**PROBLEMS TO SOLVE:**
1. From the university-access discussion, copy the passage from "Who went to" up to and including "was a privilege." word for word.
2. In the university-access discussion, where does one writer say many of the people in their area worked?

Who went to university to study to be a GP 50 years ago, when it was free!
You can not be this dense. Yes uni was free. So why didn't lots of poor people go?
Because most had to start work really young to help out their families. Being able to afford to have to go straight into full time work was a privilege.
The most intelligent and hard working candidates!
Plenty of people, now on their 60s worked far harder than, GPs will have ever done.
I don't know where you live but here many of the people worked in mines. You aren't going to tell me, these young men going in a mine, weren't as intelligent or hard working as someone attending uni. Many of them just couldn't take the opportunity.
Many from the lowest income brackets, council tenants, soldiers sons and daughters - ( soldiers orphans often enough
Again, would over to see some evidence that uni attendees in lates 60s, early 70s were made up of people whose parents were in tbe lowest income bracket.
If you think the medical students 50 years ago were drawn from "privilege" then you are very much mistaken
Are you joking? You broke in the 60s and 70s most people going to study to be a doctor, did not come from a privilege back ground? They came from the poorest households?
They were not then, and they are not now, (although statistically slightly more so now) - medical schools want the best candidates, and screen out any advantage that early life privilege adds to the applications, so that they do get the best candidates - they are not stupid!
OK, a good friend of mine is a doctor. She got loans. But she also needed alot of financial support from her parents, as she was also unable to work and study at the same time. Do you think the poorest households can afford to help their children out like that?
Universities, especially, top ones have a huge history of nepotism. There's was a huge drive to get children from under privileged backgrounds in to uni. Because when you applied to uni, they didn't just want the best candidates. They wanted people from the right back grounds.
Its completely baffling to me that you appear to deny that privilege has ever impacted the quality of education people get and the opportunities they have. It happens now, was worse in the past.
The fact that you believe this, suggests you are one of the privileged but pleased with the 'no I worked hard for everything I have' so you can ignore the damage you are doing to people who are genuinely poor now.

**DATA EXCERPTS:**
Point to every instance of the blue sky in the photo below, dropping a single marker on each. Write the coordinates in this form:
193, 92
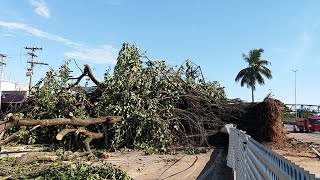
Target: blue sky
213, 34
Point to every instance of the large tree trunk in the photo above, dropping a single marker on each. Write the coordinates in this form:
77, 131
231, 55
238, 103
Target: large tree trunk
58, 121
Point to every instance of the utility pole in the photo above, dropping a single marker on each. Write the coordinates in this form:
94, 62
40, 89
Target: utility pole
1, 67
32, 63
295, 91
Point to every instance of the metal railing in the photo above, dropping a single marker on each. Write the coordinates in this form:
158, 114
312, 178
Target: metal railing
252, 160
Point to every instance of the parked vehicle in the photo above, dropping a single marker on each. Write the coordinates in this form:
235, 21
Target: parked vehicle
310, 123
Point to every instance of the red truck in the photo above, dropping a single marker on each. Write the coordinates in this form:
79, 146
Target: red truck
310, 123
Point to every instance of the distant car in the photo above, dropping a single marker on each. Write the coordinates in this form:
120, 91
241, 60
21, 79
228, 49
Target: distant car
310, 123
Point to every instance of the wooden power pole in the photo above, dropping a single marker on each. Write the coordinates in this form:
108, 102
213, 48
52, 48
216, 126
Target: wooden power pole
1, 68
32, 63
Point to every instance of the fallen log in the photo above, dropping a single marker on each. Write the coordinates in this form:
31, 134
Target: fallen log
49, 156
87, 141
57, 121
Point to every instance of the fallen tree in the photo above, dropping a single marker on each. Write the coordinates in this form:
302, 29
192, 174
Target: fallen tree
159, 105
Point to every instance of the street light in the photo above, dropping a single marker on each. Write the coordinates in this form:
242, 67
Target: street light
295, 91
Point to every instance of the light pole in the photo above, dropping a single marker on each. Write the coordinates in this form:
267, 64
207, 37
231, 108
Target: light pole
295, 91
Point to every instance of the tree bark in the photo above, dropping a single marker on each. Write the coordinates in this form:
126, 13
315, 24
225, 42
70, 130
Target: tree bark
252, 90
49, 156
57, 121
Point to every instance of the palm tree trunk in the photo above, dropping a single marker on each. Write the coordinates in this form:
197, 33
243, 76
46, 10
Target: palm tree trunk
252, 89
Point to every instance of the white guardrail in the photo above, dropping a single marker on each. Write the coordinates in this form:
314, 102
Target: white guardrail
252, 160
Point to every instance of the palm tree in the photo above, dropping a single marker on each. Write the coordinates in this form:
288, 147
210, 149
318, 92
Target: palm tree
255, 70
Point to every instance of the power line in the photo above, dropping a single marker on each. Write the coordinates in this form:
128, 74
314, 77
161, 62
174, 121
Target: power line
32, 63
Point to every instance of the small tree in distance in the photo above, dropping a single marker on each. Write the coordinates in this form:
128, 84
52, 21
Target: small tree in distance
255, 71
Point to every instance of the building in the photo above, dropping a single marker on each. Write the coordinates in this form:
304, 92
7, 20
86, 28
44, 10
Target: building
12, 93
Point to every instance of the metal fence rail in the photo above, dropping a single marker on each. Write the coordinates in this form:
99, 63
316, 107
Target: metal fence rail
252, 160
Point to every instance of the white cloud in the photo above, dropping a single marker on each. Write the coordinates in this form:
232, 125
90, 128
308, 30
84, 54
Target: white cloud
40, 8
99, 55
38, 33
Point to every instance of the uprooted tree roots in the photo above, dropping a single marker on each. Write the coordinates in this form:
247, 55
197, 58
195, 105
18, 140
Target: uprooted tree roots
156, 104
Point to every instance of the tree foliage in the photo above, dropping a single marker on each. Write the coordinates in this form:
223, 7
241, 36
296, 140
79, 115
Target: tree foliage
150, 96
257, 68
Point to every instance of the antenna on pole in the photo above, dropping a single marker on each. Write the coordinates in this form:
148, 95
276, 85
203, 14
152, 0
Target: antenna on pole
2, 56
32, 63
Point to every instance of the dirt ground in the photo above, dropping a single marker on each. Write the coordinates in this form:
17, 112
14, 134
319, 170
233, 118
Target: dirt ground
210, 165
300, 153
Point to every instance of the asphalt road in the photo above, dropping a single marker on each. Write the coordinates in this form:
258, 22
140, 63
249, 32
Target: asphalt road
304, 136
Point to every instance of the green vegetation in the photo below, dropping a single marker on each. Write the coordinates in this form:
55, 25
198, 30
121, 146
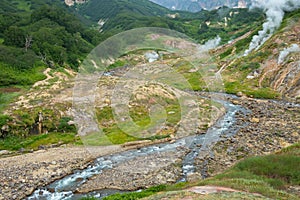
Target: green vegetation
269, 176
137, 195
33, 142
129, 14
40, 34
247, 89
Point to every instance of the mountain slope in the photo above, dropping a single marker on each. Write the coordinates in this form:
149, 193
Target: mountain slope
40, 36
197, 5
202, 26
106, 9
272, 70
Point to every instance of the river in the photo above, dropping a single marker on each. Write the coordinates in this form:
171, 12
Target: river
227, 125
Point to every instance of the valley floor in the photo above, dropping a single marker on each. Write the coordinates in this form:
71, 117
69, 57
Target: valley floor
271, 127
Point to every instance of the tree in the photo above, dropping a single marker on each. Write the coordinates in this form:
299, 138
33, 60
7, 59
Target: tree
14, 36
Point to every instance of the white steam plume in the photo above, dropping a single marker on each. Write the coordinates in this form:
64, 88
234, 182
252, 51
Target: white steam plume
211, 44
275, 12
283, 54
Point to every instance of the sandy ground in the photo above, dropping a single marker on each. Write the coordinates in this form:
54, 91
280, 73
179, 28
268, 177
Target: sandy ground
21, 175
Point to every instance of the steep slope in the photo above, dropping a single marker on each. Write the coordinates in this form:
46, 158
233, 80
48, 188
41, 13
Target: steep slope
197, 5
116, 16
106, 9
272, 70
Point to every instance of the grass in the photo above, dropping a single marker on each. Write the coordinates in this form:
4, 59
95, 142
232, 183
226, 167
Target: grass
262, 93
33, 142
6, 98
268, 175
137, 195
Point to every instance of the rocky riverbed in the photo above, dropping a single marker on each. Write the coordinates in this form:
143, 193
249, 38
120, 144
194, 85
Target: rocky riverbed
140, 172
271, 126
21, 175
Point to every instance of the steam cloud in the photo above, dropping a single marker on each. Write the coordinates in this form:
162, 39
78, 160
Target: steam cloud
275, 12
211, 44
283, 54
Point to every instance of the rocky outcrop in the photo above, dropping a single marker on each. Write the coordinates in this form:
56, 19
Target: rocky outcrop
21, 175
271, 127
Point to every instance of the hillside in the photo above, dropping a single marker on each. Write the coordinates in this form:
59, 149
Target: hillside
* * *
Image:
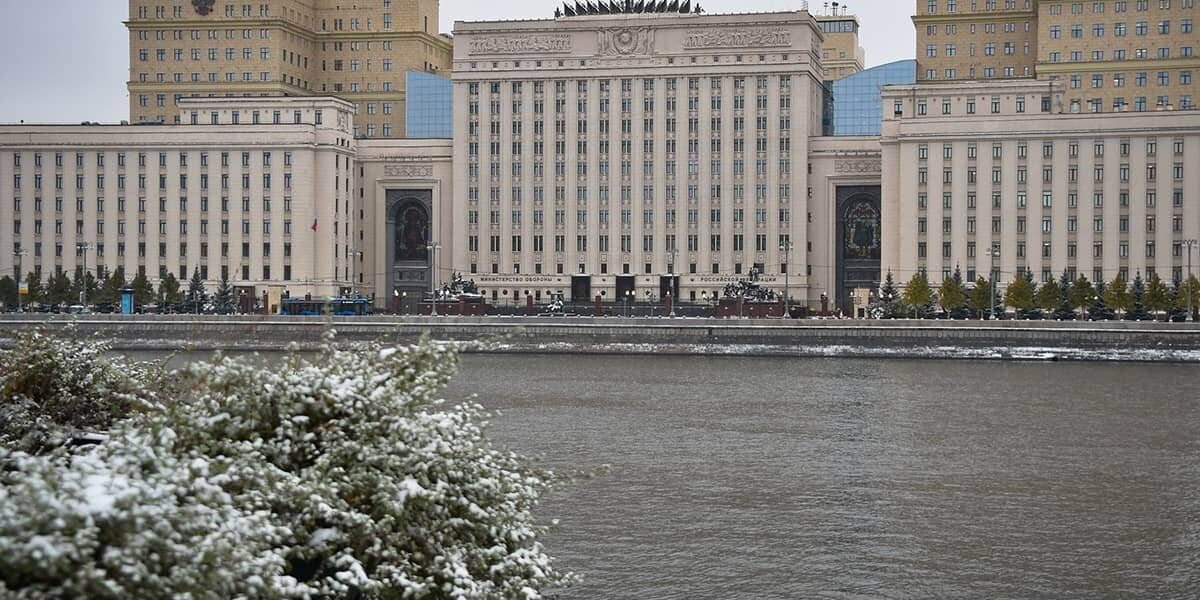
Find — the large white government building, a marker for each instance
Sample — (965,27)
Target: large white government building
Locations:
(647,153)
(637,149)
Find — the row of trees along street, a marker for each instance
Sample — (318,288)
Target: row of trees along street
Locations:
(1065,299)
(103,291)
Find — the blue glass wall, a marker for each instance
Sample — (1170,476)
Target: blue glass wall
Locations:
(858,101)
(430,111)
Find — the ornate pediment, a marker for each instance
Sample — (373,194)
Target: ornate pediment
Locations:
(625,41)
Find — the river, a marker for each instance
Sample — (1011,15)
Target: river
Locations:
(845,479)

**ANSWERS BY ITEM NUMBER:**
1.
Who went to university to study to be a GP 50 years ago, when it was free!
You can not be this dense. Yes uni was free. So why didn't lots of poor people go?
Because most had to start work really young to help out their families. Being able to afford to have to go straight into full time work was a privilege.

2. In mines.